# What kind of projector?



## Kurt1968 (Oct 15, 2009)

What kind of projector does everyone have? Is one with 800x600 native resolution good enough or not.


----------



## jerryh3 (Dec 10, 2007)

Good enough for what?


----------



## Kurt1968 (Oct 15, 2009)

For watching movies and playing video games.


----------



## user1007 (Sep 23, 2009)

These laser pico projectors have been threatening to hit the market for awhile now. Could be cool and they should be out soon. I seem to remember a hinted price point of around $250-300.

http://www.microvision.com/index.html


----------



## jerryh3 (Dec 10, 2007)

Are you buying this new? This is taken from one of the better projector sites:
*Will an SVGA Projector Do as Well as an XGA?*

What about those very inexpensive SVGA projectors? Well, if you want to enjoy HDTV, don't even consider one. Because of its much lower-resolution 800 x 600 internal panel (as compared to an XGA projector's 1024 x 768) the final picture will contain even less resolution than a standard NTSC TV signal! This is because, when an incoming 720p or 1080i HDTV wide-screen image is mapped onto the projector's panel, it needs to first be "shrunken" by 37.5% (if 720p) or 41.7% (if 1080i), so that the original 1280-pixel-wide HDTV image (if 720p) or 1920-pixel-wide image (if 1080i) will fit onto the 800-pixel-wide SVGA panel. The proportional percentage shrinkage in the vertical dimension results, in either case, in an image that no longer contains 720 or 1080 lines of resolution, but rather 450, which is less than standard TV's 480 lines!

» THINGS TO DO
(a) In the projector thread, how many lines of resolution remain when an HDTV image is shrunk to fit an 800 x 600 SVGA panel?
(b) Carry on writing the projector thread from the point where it stops.
The records that come next are separate material unrelated to the projector thread.

Image location labeling entries
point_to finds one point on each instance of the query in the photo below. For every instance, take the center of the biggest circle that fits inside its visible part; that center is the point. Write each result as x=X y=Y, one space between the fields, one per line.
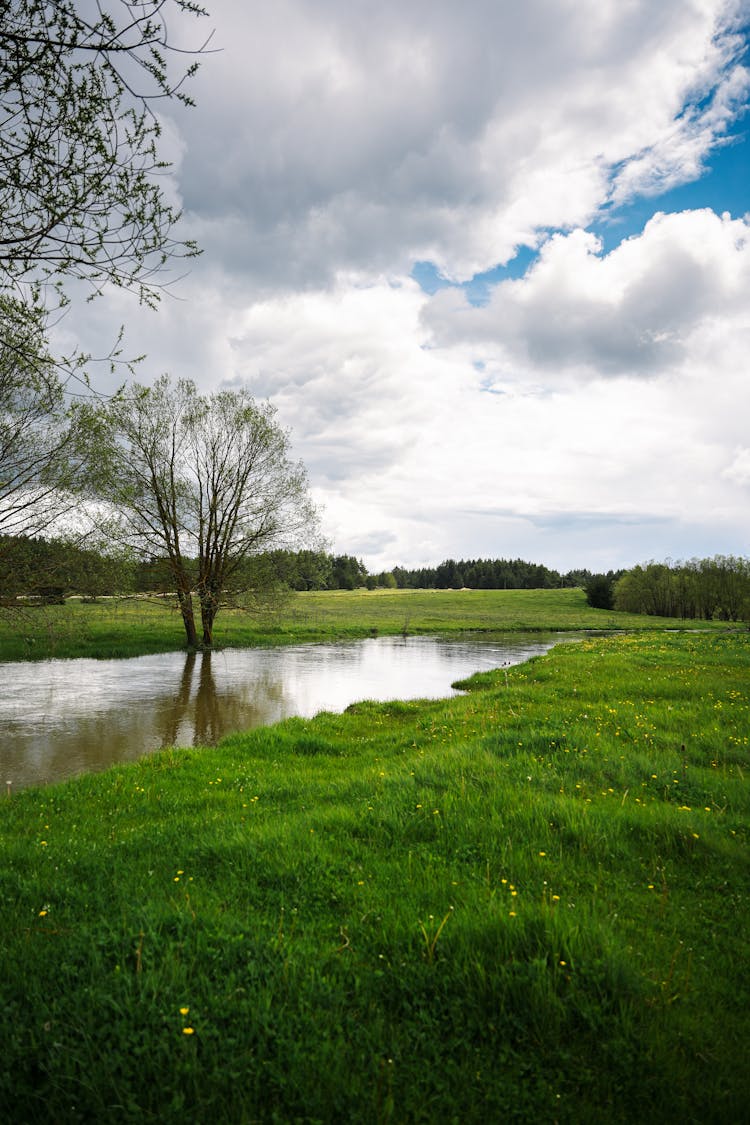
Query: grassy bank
x=529 y=903
x=132 y=627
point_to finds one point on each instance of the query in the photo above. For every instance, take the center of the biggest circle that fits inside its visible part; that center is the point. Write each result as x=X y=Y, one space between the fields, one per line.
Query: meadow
x=135 y=626
x=524 y=903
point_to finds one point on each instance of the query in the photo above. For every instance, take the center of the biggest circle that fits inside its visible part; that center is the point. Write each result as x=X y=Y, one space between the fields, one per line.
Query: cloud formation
x=593 y=411
x=325 y=141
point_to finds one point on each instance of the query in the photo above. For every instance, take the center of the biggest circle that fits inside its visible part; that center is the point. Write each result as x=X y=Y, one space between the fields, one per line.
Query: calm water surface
x=60 y=718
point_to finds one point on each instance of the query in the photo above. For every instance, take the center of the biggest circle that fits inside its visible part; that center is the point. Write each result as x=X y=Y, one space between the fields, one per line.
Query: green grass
x=132 y=627
x=526 y=903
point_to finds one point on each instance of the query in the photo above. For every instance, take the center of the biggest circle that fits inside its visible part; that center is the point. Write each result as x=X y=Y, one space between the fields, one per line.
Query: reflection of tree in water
x=173 y=716
x=206 y=714
x=208 y=718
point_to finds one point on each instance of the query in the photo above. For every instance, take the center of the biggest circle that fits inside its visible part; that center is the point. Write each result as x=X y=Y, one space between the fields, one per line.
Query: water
x=60 y=718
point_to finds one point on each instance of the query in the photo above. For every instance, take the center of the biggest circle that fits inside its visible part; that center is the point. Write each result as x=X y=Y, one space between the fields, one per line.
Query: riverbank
x=139 y=626
x=526 y=903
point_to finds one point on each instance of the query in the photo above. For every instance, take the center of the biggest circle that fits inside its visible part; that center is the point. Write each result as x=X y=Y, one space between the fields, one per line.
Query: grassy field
x=527 y=903
x=130 y=627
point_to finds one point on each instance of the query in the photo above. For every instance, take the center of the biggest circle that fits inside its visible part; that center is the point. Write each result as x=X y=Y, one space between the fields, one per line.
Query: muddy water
x=60 y=718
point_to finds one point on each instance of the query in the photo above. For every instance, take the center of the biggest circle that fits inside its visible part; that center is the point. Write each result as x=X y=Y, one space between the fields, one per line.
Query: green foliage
x=80 y=195
x=28 y=564
x=716 y=587
x=599 y=591
x=524 y=903
x=487 y=574
x=346 y=573
x=204 y=482
x=138 y=626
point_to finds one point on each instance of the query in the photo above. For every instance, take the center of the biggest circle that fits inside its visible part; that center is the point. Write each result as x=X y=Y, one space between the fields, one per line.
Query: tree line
x=487 y=574
x=712 y=588
x=50 y=569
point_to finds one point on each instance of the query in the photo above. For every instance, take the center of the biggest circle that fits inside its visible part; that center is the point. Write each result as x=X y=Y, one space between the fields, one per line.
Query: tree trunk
x=208 y=611
x=188 y=617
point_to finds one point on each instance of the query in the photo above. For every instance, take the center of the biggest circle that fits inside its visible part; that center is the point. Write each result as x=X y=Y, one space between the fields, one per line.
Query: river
x=61 y=718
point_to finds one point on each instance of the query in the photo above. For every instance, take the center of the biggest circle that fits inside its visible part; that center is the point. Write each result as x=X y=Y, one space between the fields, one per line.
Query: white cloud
x=636 y=311
x=595 y=411
x=324 y=141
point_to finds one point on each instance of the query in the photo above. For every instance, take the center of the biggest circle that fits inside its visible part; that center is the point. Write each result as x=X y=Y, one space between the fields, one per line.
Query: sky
x=489 y=261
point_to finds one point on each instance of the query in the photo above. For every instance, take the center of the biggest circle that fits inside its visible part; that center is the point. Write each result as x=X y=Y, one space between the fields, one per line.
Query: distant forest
x=29 y=566
x=713 y=587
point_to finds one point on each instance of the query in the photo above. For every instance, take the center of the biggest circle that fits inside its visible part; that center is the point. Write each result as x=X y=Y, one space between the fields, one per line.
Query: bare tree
x=41 y=446
x=80 y=191
x=202 y=480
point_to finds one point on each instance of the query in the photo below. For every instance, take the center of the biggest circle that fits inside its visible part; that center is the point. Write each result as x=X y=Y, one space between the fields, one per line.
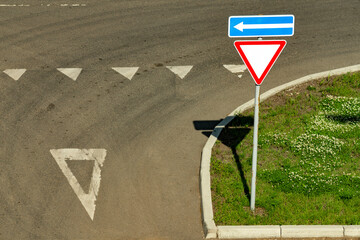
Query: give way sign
x=259 y=56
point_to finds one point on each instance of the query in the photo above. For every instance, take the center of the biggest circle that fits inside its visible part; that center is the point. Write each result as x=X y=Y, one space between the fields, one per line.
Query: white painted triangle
x=180 y=71
x=72 y=73
x=87 y=199
x=127 y=72
x=259 y=56
x=235 y=68
x=15 y=73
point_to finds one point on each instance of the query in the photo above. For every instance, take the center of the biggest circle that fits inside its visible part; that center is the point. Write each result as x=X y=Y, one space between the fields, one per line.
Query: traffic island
x=308 y=163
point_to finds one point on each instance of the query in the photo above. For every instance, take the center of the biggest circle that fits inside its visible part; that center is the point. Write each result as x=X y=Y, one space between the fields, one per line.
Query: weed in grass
x=308 y=159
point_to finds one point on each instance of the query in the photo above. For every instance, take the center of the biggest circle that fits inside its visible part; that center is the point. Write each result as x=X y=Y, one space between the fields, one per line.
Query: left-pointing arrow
x=241 y=26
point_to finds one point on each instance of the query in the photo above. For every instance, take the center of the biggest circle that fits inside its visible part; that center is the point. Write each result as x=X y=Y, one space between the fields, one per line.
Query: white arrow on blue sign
x=261 y=26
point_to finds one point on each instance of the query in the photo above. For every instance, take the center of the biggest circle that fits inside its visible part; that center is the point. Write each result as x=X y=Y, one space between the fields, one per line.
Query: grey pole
x=255 y=143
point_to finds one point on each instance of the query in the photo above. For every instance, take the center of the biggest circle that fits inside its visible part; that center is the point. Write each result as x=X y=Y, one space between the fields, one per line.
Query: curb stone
x=210 y=228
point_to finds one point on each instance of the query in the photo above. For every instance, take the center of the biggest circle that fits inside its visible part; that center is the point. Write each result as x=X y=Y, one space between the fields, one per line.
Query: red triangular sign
x=259 y=56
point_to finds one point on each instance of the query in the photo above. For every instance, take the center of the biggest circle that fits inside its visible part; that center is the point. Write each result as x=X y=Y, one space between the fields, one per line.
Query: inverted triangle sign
x=259 y=56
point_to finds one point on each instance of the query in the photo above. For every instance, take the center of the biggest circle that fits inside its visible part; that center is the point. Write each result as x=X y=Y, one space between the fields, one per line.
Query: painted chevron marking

» RESPONSE LIST
(a) 450 lines.

(b)
----------



## Kurt1968 (Oct 15, 2009)

Yes it will probably be a new one. I just dont want to spend 1000s of dollars on one. Maybe 400.00 to 500.00.


----------



## jerryh3 (Dec 10, 2007)

Kurt1968 said:


> Yes it will probably be a new one. I just dont want to spend 1000s of dollars on one. Maybe 400.00 to 500.00.


If you can stretch that to about $650 you can pick up one of these. That will get you into the lower end home theater projectors.
http://www.amazon.com/Optoma-HD65-7...1?ie=UTF8&s=electronics&qid=1259249750&sr=8-1


----------



## AllanJ (Nov 24, 2007)

The Microvision laser picop projectors as described have a resolution of 800x480, enough for standard definition shows and regular DVD.

The laser beam scans back and forth, and slowly down the screen like a CRT electron beam. Unlike the phosphors on a CRT tube screen, each pixel position does not stay illuminaated for a 60'th of a second or so after hte beam passes on, so some folks may see an overall shimmering or flickering of the picture.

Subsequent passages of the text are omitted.